[Document extract]:
start

Scalable DP-SGD: Shuffling vs. Poisson Subsampling

6gMnj9oc6d

Lynn Chua et el.

TL;DR
#

Differentially Private Stochastic Gradient Descent (DP-SGD) is a common approach for training machine learning models while preserving data privacy. A standard technique involves shuffling the data to improve privacy analysis, assuming the privacy is equivalent to Poisson subsampling. However, prior research has only compared these methods with a single epoch, leaving the multi-epoch analysis unclear. This also creates issues with the existing privacy analysis, as shuffling and Poisson subsampling often provide different privacy guarantees, especially when scaled for multiple epochs. This lack of precise privacy accounting impacts the utility and the reliability of DP-SGD algorithms.

This research directly addresses this problem by providing a comprehensive multi-epoch privacy analysis comparing shuffling and Poisson subsampling methods. They introduce a novel, scalable approach to implement Poisson subsampling at scale, overcoming previous limitations. Their findings reveal substantial gaps in the privacy guarantees of shuffling-based DP-SGD when compared to Poisson subsampling, particularly in multiple epochs. The study provides lower bounds on shuffling privacy that show how much lower the real privacy guarantees are than previously assumed. They support these findings with extensive experiments showing Poisson subsampling outperforms shuffling-based approaches in many practical scenarios. This work contributes significantly to the field by improving the accuracy of privacy accounting for DP-SGD and suggesting better methods for training private models.

Key Takeaways
#

Why does it matter?
#

This paper is crucial because it challenges the common practice of using shuffling in DP-SGD, offering a more accurate privacy analysis and a scalable solution for Poisson subsampling. This impacts the reliability and utility of differentially private machine learning models, opening avenues for improved privacy-preserving algorithms and applications.

Visual Insights
#

🔼 This figure compares the Area Under the Curve (AUC) and noise scale (σ) values for different batch sampling methods in differentially private stochastic gradient descent (DP-SGD) training. It shows results for both 1 and 5 epochs of training, across varying batch sizes. The left panel displays AUC, a measure of model performance. The middle panel shows the calculated noise scales (σ) for Deterministic, Truncated Poisson, Persistent Shuffling and Dynamic Shuffling batch samplers, using both lower bounds and (where available) optimistic estimates based on privacy analyses in the paper. The right panel shows AUC achieved with non-private training (for comparison). The linear-log scale emphasizes differences in behavior across different parameter settings.

end

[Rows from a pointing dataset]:
start

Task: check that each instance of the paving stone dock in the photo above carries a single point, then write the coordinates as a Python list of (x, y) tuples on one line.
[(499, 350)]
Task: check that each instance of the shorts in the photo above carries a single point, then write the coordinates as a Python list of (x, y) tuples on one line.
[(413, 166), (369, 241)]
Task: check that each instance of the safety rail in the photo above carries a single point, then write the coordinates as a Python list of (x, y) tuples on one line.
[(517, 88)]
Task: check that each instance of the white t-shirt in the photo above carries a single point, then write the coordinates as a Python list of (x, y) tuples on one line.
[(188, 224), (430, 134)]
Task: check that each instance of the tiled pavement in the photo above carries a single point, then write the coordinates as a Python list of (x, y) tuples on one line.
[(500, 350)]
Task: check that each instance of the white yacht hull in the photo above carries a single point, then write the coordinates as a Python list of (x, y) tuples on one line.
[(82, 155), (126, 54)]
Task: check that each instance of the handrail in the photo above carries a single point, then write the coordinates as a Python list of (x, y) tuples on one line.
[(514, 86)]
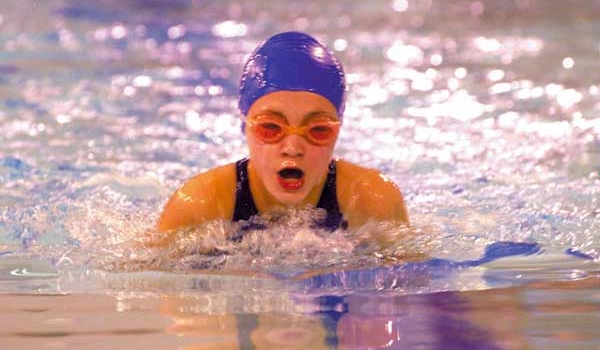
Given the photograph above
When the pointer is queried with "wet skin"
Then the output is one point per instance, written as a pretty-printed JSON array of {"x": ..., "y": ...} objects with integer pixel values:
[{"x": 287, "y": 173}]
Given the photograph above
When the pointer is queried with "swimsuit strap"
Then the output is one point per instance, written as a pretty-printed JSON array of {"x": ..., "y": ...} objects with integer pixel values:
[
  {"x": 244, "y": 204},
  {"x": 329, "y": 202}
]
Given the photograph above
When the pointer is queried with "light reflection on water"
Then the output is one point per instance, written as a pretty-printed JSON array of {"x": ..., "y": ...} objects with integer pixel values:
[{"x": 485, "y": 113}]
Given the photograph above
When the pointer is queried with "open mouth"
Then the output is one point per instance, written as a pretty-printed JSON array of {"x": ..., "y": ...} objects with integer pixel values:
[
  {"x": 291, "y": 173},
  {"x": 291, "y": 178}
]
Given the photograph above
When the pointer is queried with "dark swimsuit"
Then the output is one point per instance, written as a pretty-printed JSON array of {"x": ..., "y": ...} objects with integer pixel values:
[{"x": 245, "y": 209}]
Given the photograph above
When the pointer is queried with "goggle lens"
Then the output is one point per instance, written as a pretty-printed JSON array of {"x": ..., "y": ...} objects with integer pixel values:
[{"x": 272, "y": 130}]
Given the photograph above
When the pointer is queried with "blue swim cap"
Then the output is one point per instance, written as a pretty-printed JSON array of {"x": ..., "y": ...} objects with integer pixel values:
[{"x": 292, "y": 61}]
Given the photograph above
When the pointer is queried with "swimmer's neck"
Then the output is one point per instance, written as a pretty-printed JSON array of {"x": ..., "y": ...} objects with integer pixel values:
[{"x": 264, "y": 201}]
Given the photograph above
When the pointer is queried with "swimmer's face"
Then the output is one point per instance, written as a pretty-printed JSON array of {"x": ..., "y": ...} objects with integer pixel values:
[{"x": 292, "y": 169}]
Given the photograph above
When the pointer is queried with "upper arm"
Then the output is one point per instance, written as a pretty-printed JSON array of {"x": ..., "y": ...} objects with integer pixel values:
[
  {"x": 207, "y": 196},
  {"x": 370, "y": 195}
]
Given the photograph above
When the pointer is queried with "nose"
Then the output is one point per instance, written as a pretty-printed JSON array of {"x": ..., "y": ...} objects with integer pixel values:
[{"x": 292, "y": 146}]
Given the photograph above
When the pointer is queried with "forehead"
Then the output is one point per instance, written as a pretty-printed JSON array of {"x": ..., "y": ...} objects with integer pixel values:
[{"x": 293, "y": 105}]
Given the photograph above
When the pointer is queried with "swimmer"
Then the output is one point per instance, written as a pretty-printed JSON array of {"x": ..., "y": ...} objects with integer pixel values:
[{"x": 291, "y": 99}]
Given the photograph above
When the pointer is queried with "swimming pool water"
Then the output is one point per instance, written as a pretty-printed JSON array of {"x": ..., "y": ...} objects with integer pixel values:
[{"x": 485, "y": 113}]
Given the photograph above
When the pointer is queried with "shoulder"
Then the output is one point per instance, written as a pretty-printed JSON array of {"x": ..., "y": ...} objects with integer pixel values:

end

[What you need to do]:
• 1. In the DP-SGD summary, how many epochs did prior research use when comparing shuffling with Poisson subsampling?
• 2. Using the DP-SGD summary, explain why the existing privacy analysis for shuffling-based training is a problem.
• 3. Extend the DP-SGD summary from where it stops.

[Answers provided]:
• 1. Prior research compared them with only a single epoch.

• 2. The standard practice assumes that shuffling gives the same privacy as Poisson subsampling, but the two often give different privacy guarantees, especially across multiple epochs. This imprecise privacy accounting affects the utility and reliability of DP-SGD algorithms.

• 3.
read the caption
Figure 3: AUC (left) and bounds on σβ values (middle) for ε = 5, δ = 2.7 · 10−8 and using 1 epoch (top) and 5 epochs (bottom) of training on a linear-log scale; AUC (right) is with non-private training.

In-depth insights
#

DP-SGD Scalability
#

DP-SGD’s scalability is a critical challenge in applying differential privacy to large-scale machine learning. The paper investigates this issue by comparing two common mini-batch sampling strategies: shuffling and Poisson subsampling. While shuffling is widely used due to its simplicity, the authors demonstrate that it offers significantly weaker privacy guarantees than Poisson subsampling, especially over multiple epochs. This finding highlights a critical gap in the current understanding of DP-SGD’s privacy properties and challenges the common practice of using shuffling while reporting privacy parameters as if Poisson subsampling was used. To address this, the authors propose a scalable and practical approach to implementing Poisson subsampling at scale via massively parallel computation. Their experimental results show that models trained using Poisson subsampling with correct privacy accounting achieve comparable or even better utility compared to models trained using shuffling, which suggests that Poisson subsampling is a more robust and efficient method for achieving privacy-preserving scalability in DP-SGD.

Shuffle vs. Poisson
#

The core of this research lies in comparing two distinct mini-batch sampling methods for differentially private stochastic gradient descent (DP-SGD): shuffling and Poisson subsampling. The authors demonstrate that the common practice of using shuffling while employing privacy parameters calculated for Poisson subsampling is fundamentally flawed. This is because shuffling introduces dependencies between mini-batches, leading to significantly weaker privacy guarantees than previously assumed. Poisson subsampling, on the other hand, generates independent batches, resulting in tighter privacy bounds. While shuffling is often preferred for its practical implementation simplicity, the study reveals a substantial privacy gap, highlighting the critical need for accurate privacy accounting. The paper provides new lower bounds for shuffled ABLQ, offering more realistic privacy guarantees for shuffling-based DP-SGD. Importantly, it also presents a scalable approach for implementing Poisson subsampling, thus enabling a direct comparison of utility with accurate privacy accounting. This comprehensive analysis ultimately underscores the importance of choosing the appropriate sampling method and performing accurate privacy analysis for reliable and trustworthy results in DP-SGD training.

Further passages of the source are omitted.